DATA LISTING>
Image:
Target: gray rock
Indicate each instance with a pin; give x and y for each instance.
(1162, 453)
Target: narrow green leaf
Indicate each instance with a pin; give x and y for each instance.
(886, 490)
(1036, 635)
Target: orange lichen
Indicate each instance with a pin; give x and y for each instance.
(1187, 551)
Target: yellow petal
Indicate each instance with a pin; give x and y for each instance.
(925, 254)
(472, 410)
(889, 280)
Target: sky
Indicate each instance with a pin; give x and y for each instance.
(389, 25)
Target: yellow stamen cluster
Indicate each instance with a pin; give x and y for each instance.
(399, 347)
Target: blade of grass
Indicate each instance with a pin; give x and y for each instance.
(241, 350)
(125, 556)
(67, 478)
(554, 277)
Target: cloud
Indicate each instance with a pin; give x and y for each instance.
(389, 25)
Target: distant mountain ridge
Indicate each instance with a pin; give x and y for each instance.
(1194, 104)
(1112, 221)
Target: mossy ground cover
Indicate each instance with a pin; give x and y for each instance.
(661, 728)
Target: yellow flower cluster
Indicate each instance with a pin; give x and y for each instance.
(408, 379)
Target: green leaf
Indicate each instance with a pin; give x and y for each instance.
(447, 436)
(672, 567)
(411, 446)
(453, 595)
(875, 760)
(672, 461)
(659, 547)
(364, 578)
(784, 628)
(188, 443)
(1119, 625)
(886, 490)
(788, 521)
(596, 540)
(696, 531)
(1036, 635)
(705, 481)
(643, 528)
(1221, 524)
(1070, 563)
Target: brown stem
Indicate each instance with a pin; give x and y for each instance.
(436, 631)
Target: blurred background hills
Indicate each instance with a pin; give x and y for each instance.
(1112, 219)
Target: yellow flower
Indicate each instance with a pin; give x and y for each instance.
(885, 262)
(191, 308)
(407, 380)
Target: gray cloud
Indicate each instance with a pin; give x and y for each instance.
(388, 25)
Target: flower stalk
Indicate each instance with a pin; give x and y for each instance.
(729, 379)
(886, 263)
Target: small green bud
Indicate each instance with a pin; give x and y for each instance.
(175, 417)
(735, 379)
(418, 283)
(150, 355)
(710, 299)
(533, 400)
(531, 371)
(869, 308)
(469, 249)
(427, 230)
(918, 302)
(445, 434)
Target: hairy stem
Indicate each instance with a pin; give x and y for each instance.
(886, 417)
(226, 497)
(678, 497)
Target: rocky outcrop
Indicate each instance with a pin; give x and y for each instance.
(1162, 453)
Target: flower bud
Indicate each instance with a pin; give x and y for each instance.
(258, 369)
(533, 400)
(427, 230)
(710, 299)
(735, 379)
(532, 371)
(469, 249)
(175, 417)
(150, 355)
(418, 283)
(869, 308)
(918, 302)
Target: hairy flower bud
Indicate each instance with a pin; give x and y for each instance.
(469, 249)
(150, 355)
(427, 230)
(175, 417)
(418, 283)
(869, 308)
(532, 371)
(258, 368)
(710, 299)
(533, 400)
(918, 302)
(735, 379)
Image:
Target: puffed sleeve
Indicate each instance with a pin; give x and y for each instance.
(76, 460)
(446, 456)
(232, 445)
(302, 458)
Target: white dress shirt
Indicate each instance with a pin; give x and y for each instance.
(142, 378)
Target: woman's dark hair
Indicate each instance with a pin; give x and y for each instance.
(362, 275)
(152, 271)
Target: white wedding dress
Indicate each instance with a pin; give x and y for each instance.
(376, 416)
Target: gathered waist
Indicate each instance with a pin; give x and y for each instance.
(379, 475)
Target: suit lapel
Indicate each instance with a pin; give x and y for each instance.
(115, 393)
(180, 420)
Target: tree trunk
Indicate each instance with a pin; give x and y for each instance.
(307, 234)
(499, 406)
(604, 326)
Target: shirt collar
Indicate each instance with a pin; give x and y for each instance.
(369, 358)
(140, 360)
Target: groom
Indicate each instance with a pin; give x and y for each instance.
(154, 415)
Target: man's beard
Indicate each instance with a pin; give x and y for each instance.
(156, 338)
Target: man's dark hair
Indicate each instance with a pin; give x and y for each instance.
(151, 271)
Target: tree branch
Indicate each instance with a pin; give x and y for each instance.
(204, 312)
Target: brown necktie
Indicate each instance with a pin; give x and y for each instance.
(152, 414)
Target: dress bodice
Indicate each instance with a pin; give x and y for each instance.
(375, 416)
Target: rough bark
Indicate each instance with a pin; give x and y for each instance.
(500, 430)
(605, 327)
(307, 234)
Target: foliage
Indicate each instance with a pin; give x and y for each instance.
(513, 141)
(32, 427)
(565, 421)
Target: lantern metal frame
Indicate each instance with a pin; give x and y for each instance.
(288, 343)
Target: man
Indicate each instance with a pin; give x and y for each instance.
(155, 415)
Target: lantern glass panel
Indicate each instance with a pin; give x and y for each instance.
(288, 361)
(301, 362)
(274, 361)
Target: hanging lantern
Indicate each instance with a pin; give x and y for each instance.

WHAT IS ASKED>
Repeat the lines from the one containing "Target: groom" through the end of the listing, exactly and without any other lines; both ends are included.

WRITTEN SOLUTION>
Target: groom
Indicate each instance with a pin; give x and y for each instance.
(154, 415)
Target: man's beard
Indicate each instance with a pin; give x and y for each instance.
(156, 338)
Target: man's dark hair
Indicate each instance with a pin; give x and y for each instance.
(151, 271)
Target: tree branch
Indicate each instance with a pin; give x and y for each instance.
(204, 312)
Target: brown necktie
Indicate each instance with a pin; give x and y for each instance.
(152, 414)
Target: dress bodice
Indicate each instance with a pin; give x and y for each instance.
(375, 416)
Target: rough bark
Indicate each instance with a pin; give x and y for each instance.
(500, 430)
(605, 327)
(307, 234)
Target: foliage
Indicate each instance with a pin; give x and y for each instance.
(513, 141)
(32, 427)
(565, 421)
Target: lantern metal frame
Indicate each instance with a pin; give x and y for each instance.
(288, 343)
Target: man
Indicate each instance with a pin; give x and y for each instance.
(155, 415)
Target: lantern glass panel
Indicate each instance with a pin; give x and y for each instance.
(288, 361)
(301, 362)
(274, 361)
Target: hanging lantern
Indicate each instance with a pin; give x and y for each instance.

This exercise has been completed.